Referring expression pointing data
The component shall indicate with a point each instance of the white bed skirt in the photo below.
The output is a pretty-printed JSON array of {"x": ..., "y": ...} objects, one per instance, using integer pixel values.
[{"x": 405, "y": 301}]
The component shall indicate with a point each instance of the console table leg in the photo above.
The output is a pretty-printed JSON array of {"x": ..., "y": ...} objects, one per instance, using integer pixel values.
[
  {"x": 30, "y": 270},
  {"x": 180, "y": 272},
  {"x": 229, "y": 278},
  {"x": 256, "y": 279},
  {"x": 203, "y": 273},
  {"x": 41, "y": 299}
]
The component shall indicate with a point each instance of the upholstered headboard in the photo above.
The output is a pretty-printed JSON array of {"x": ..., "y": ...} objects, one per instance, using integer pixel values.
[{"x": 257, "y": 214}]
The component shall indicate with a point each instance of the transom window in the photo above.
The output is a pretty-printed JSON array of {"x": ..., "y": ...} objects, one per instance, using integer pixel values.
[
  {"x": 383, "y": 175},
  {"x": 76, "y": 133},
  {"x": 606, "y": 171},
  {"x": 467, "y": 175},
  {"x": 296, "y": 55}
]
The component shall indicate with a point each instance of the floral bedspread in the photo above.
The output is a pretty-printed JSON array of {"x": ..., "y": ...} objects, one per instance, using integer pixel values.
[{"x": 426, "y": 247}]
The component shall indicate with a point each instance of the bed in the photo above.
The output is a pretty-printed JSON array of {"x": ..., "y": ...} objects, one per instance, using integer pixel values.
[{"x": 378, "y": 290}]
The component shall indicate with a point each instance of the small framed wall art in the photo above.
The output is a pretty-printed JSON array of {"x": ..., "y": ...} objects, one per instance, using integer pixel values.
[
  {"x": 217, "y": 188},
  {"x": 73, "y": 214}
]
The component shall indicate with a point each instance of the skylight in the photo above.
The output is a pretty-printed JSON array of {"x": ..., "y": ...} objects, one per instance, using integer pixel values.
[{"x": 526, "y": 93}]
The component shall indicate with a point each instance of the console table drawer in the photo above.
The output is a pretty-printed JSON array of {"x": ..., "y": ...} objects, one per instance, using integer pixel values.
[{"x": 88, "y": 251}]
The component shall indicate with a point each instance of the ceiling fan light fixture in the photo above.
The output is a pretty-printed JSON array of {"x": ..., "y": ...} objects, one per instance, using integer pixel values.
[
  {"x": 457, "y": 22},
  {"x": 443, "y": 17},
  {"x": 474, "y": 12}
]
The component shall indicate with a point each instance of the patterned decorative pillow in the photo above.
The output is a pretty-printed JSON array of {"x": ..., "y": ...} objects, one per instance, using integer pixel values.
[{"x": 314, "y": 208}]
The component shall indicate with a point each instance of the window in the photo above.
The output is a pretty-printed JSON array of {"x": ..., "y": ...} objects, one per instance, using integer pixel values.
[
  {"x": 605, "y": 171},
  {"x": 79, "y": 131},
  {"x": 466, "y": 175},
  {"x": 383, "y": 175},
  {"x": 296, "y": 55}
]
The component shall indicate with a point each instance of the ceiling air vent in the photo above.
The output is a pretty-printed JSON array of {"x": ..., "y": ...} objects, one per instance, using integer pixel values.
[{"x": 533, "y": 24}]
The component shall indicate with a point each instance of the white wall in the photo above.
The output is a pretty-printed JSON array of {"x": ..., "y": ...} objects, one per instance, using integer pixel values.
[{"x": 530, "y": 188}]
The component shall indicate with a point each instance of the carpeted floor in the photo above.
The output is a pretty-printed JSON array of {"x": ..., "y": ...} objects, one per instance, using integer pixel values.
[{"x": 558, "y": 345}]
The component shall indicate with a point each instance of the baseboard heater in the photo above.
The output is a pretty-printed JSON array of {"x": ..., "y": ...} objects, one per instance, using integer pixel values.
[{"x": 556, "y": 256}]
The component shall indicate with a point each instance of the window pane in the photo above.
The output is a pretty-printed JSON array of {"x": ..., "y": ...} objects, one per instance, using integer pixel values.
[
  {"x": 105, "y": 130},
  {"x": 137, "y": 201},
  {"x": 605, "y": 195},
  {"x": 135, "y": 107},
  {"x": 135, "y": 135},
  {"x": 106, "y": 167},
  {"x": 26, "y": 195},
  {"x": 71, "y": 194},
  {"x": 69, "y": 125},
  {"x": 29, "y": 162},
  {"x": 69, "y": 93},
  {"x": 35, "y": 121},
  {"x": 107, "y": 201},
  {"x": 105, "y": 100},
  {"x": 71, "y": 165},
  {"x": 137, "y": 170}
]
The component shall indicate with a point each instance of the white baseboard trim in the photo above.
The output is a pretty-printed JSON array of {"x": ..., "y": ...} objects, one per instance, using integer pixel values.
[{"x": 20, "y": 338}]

• What you should do
Looking at the entries above, count the lines that contain the string "table", then give the number and nothing else.

• Written response
2